== Text excerpt
Wellness
Eating well in Abu Dhabi: the cafes and restaurants nutritionists actually recommend
From Saadiyat Island to Al Reem, a growing clutch of venues is making it easier than ever to eat smart in the capital.
4 min read
Wellness
From Saadiyat Island to Al Reem, a growing clutch of venues is making it easier than ever to eat smart in the capital.
4 min read

Abu Dhabi's healthy dining scene has quietly outgrown its reputation for rabbit food and joyless smoothies. A wave of nutritionist-vetted venues has opened across the capital in the past 18 months, offering meals built around whole ingredients, controlled portions and macro-balanced menus — and diners are filling the seats. On a Thursday evening at Warehouse Gym's Fuel café on Al Maryah Island, the queue for cold-pressed green juices and protein bowls stretches to the door.
The timing matters. The UAE Ministry of Health reported in early 2026 that approximately 31 percent of UAE residents are classified as obese, with Abu Dhabi figures tracking slightly above the national average. Diabetes rates remain among the highest globally, and the emirate's public health strategy — outlined in the Abu Dhabi Public Health Centre's 2025–2030 roadmap — explicitly targets dietary behaviour as a primary intervention point. Restaurants that align with those goals are finding both a social mandate and a commercial opportunity.
====
== Given records
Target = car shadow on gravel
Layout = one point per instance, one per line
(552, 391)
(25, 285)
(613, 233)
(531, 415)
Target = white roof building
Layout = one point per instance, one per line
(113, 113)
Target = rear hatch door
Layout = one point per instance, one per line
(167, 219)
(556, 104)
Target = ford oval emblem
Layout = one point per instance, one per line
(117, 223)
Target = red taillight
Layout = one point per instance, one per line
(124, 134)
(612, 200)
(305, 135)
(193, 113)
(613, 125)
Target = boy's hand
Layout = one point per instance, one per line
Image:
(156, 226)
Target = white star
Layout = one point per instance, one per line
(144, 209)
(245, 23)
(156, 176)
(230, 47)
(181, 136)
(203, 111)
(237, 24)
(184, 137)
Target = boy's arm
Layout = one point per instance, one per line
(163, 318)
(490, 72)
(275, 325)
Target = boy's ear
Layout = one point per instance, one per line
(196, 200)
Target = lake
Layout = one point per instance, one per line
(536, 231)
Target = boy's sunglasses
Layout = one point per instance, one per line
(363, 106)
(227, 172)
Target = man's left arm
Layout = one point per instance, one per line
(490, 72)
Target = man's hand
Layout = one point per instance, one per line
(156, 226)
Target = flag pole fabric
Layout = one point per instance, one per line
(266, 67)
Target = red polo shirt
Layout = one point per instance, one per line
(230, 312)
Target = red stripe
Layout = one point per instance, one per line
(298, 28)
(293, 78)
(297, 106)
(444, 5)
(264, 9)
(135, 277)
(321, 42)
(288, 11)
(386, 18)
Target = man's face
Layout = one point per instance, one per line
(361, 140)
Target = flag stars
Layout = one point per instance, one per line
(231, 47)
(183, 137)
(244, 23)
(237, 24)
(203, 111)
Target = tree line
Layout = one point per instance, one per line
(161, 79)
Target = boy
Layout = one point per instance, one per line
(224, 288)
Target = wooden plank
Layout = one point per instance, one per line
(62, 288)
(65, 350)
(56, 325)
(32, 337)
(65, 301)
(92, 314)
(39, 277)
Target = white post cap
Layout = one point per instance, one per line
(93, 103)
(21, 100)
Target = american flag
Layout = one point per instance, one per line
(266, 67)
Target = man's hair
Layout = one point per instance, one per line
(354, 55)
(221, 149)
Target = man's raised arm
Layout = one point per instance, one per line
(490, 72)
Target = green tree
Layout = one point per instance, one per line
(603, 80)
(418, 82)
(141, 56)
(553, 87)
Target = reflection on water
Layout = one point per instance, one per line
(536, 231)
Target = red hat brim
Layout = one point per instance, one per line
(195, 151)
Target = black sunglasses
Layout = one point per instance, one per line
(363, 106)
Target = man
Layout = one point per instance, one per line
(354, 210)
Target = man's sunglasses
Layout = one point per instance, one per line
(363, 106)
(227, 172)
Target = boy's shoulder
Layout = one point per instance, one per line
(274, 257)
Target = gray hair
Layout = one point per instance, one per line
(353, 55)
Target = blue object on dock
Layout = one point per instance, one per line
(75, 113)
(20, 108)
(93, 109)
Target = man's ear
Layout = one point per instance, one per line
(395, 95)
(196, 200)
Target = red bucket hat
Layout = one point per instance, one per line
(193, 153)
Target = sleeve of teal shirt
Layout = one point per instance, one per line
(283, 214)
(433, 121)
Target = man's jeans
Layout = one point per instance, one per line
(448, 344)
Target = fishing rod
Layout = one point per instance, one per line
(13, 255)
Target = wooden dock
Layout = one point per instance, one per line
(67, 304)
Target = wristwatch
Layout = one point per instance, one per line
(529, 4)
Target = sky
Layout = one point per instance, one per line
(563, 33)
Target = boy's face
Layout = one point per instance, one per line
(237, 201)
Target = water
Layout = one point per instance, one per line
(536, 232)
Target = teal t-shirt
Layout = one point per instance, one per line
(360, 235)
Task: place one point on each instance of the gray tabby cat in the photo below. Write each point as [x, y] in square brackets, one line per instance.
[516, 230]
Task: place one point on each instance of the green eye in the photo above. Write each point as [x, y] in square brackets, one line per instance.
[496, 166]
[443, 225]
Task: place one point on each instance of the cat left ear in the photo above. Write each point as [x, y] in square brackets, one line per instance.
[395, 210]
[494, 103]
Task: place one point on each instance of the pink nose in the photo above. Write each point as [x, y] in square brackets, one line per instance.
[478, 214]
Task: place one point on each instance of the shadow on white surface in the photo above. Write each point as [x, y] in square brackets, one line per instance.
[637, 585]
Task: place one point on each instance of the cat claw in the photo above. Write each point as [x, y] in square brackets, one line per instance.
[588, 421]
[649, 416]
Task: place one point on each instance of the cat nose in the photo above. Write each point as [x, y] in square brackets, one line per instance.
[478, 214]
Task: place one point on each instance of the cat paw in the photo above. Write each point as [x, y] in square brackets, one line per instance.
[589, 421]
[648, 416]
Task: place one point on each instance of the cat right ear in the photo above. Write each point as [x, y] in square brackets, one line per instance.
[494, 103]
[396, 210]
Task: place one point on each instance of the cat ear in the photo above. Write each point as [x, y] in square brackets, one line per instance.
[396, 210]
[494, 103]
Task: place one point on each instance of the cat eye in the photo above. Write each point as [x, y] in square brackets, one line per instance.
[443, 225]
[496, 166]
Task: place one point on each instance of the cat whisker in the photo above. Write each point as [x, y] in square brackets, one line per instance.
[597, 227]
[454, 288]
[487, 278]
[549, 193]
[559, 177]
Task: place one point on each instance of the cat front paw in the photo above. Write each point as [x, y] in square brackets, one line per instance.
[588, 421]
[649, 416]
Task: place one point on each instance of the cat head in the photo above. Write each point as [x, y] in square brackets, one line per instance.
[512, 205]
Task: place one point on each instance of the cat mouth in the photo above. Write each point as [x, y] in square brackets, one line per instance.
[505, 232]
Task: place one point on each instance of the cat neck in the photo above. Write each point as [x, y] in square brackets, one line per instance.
====
Aim of the exercise → Rewrite everything from "The timing matters." down to "a commercial opportunity." in the article on healthy eating in Abu Dhabi, substituting "public mandate" for "social mandate".

Exercise response →
The timing matters. The UAE Ministry of Health reported in early 2026 that approximately 31 percent of UAE residents are classified as obese, with Abu Dhabi figures tracking slightly above the national average. Diabetes rates remain among the highest globally, and the emirate's public health strategy — outlined in the Abu Dhabi Public Health Centre's 2025–2030 roadmap — explicitly targets dietary behaviour as a primary intervention point. Restaurants that align with those goals are finding both a public mandate and a commercial opportunity.